Supplied passage.
Public policy makers support social innovation in the UK, Australia, China and Denmark, as well. The European Union's innovation strategy was the first well-funded research and development strategy to emphasize social innovation.

In 2002, the South Australian government, led by Premier and Social Inclusion Minister Mike Rann, embraced a ten-year social innovation strategy with big investments and a focus on reform in areas such as homelessness, school retention, mental health and disability services.

The Common Ground and Street to Home homelessness initiatives and the Australian Centre for Social Innovation were established in Adelaide and many reforms trialed in South Australia have been adopted nationally throughout Australia. This initiative, headed by Monsignor David Cappo, South Australia's Social Inclusion Commissioner, was advised by 'Thinkers in Residence' Geoff Mulgan and New York social entrepreneur Rosanne Haggerty.

== Role in curbing corruption ==
Lin and Chen, in "The Impact of Societal and Social innovation: a case-based approach" have argued that social innovation's goal is to produce actions that are "socially valuable and good for many".

In governance, its main role is to enhance and maximize the trust of citizens through active involvement in society, whether in the public or private sphere. Social innovation's role in curbing corruption is carried out through two main mediums. Firstly, it is institutionalized through actors (in the public and the private sectors), and secondly, it is executed with new tools available, specifically ICTs.

==Local and regional development==
Literature on social innovation in relation to territorial/regional development covers innovation in the social economy, i.e. strategies for satisfaction of human needs; and innovation in the sense of transforming and/or sustaining social relations, especially governance relations at the regional and local level. Beginning in the late 1980s, Jean-Louis Laville and Frank Moulaert researched social innovation. In Canada CRISES initiated this type of research. Another, larger project was SINGOCOM a European Commission Framework 5 project, which pioneered so-called "Alternative Models for Local Innovation" (ALMOLIN). These models were further elaborated through community actions covered by KATARSIS and SOCIAL POLIS. More recent works focus on the societal role of the economic life in terms of innovations in social practices and social relations at the local and regional levels. Social Innovation, therefore, is increasingly seen as a process and a strategy to foster human development through solidarity, cooperation, and cultural diversity.

The EU funded URBACT programme is designed to help cities to exchange and learn around urban policies. The URBACT methodology can be seen as a social innovation action planning approach. A typical URBACT network would have ten cities working on a specific theme such as active inclusion or regenerating disadvantaged neighbourhoods. They examine good practice and then working through a local support group use the results to inform their local action plan.

The Social Innovation Europe initiative, funded by the European Commission's Directorate General for Enterprise and Industry, was set up to map social innovation at a European level, by creating a directory of grass-roots examples of social innovation from across the 27 member states.

Data listing.
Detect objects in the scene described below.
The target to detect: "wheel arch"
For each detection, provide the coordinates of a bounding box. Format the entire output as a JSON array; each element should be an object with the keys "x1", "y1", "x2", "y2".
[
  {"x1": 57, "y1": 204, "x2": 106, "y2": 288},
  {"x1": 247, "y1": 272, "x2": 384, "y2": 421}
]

* * *

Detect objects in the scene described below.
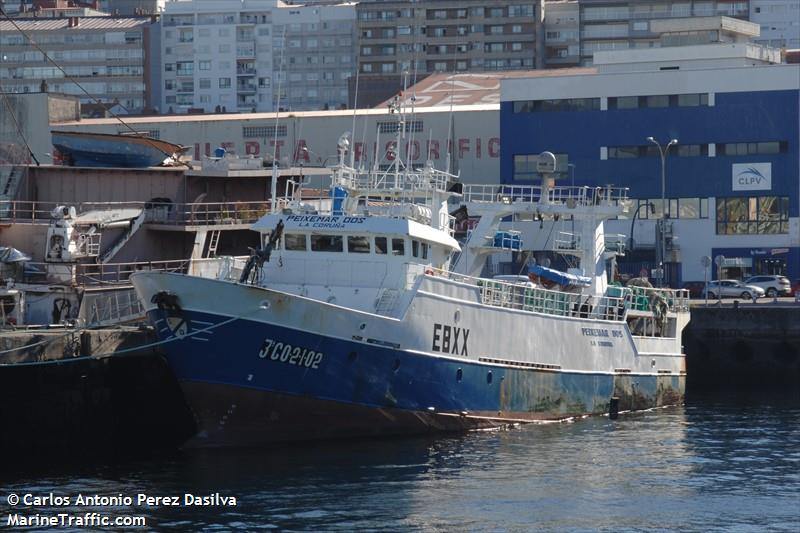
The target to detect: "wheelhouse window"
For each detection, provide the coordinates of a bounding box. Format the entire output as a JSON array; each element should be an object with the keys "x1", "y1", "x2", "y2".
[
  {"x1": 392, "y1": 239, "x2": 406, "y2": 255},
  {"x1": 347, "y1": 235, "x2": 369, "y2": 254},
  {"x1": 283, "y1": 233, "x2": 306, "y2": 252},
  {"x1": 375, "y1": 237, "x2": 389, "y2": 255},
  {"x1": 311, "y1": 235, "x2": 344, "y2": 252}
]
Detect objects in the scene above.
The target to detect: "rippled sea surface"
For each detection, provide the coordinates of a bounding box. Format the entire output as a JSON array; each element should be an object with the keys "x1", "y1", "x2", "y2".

Exercise brief. Summarize the passage on social innovation in three sentences. The records play no part in what follows.

The output. Policymakers in several countries support social innovation, and in 2002 South Australia adopted a ten-year social innovation strategy focused on reform in areas such as homelessness, school retention, mental health and disability services. In governance, social innovation aims to enhance citizens' trust, and it curbs corruption through actors in the public and private sectors and through new tools, specifically ICTs. At the local and regional level, social innovation is increasingly seen as a process and strategy to foster human development, and EU-funded efforts such as the URBACT programme and the Social Innovation Europe initiative help cities exchange and learn around urban policies and map grass-roots social innovation across the member states.